[Start of section]
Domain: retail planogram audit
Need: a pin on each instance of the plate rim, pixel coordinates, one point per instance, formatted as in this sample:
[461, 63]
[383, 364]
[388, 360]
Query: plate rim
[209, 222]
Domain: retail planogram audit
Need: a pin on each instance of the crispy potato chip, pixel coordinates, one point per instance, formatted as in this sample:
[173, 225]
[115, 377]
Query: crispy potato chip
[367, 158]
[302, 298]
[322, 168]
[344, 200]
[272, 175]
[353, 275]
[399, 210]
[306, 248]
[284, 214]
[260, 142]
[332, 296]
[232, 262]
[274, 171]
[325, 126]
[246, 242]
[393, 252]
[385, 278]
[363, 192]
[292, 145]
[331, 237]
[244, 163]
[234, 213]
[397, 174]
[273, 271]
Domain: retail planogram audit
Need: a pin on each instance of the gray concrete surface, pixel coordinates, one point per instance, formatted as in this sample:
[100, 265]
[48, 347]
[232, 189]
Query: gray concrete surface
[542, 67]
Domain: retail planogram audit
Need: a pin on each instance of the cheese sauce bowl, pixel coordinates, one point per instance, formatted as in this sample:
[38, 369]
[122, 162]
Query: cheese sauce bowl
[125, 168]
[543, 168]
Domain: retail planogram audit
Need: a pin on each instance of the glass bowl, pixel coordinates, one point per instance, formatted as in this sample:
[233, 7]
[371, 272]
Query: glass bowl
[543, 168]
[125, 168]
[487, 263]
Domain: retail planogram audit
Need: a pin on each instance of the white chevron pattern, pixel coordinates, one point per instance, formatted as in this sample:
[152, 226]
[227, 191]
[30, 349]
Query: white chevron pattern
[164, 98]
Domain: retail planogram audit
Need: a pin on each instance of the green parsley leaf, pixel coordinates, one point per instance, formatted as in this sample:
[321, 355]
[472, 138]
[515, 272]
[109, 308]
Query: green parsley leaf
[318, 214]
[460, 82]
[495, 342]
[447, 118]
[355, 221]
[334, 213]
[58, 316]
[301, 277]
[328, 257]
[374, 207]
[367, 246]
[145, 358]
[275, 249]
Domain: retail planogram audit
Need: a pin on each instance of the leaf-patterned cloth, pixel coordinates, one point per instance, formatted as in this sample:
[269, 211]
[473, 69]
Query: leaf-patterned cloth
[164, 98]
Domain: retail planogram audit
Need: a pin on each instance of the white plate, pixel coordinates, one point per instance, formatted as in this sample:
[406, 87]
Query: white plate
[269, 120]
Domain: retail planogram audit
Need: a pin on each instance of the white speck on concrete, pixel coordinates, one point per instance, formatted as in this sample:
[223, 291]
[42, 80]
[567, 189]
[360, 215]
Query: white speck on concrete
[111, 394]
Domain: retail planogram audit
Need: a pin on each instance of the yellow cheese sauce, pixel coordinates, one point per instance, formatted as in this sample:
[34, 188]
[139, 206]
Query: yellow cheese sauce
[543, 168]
[End of section]
### Work to be completed
Reply with an exact transcription of the material above.

### Exercise answer
Domain: retail planogram audit
Need: a pin on each instance of the plate rim, pixel coordinates, one point per instance, formatted as in this sample:
[461, 63]
[383, 364]
[388, 360]
Query: plate rim
[209, 222]
Domain: retail planogram audit
Need: a pin on each instance of the crispy potato chip, pixel coordinates, one point per instance, formatted as in this sample:
[173, 225]
[115, 377]
Query: crispy potato chip
[367, 158]
[302, 298]
[322, 168]
[344, 200]
[272, 175]
[353, 275]
[399, 210]
[306, 248]
[284, 214]
[260, 142]
[332, 296]
[232, 262]
[274, 171]
[325, 126]
[246, 242]
[393, 252]
[385, 278]
[363, 192]
[292, 145]
[331, 237]
[244, 163]
[234, 213]
[397, 174]
[273, 271]
Domain: retail planogram audit
Need: a pin on each instance of the gray concrete surface, pixel coordinates, one point per instance, formatted as in this sample:
[100, 265]
[48, 347]
[232, 189]
Query: gray concrete surface
[542, 67]
Domain: retail planogram audit
Need: a pin on each instance of the cheese sauce bowl, pixel coordinates, one point per instance, formatted as in this sample:
[38, 369]
[122, 162]
Query: cheese sauce bowl
[125, 168]
[543, 168]
Domain: retail planogram audit
Need: a pin on each instance of the glass bowl, pixel coordinates, one point per instance, formatted as in this sample:
[233, 7]
[371, 272]
Query: glass bowl
[543, 168]
[125, 168]
[487, 263]
Domain: retail planogram audit
Need: a pin on each instance of the white chevron pattern, pixel coordinates, one point per instance, formatted as in this sample:
[152, 226]
[227, 191]
[30, 349]
Query: white chevron pattern
[164, 98]
Domain: retail planogram audit
Need: a pin on each instance of the green parsley leaf, pixel coordinates, one point per instance, formatted as in this sample:
[321, 355]
[472, 138]
[515, 272]
[109, 308]
Query: green parsley leaf
[318, 214]
[460, 82]
[495, 342]
[447, 118]
[355, 221]
[334, 213]
[58, 316]
[301, 277]
[328, 257]
[374, 207]
[367, 246]
[145, 358]
[275, 249]
Domain: retail planogram audit
Need: a pin on each instance of the leaf-patterned cloth, pixel coordinates, one point per instance, formatted as in this sample:
[269, 211]
[473, 69]
Query: leaf-patterned cloth
[164, 98]
Domain: retail planogram audit
Need: a pin on each instance of the white plate, pixel coordinates, one point per instance, formatted as in this sample:
[406, 87]
Query: white plate
[269, 120]
Domain: retail planogram audit
Need: a pin on each instance of the white speck on concrete, pixel coordinates, one point per instance, formatted as in this sample:
[223, 291]
[42, 80]
[567, 189]
[360, 215]
Query: white speck on concrete
[111, 394]
Domain: retail planogram audit
Need: a pin on each instance of the yellow cheese sauce, pixel coordinates, one point per instance, formatted as in this sample:
[34, 188]
[139, 206]
Query: yellow cheese sauce
[543, 168]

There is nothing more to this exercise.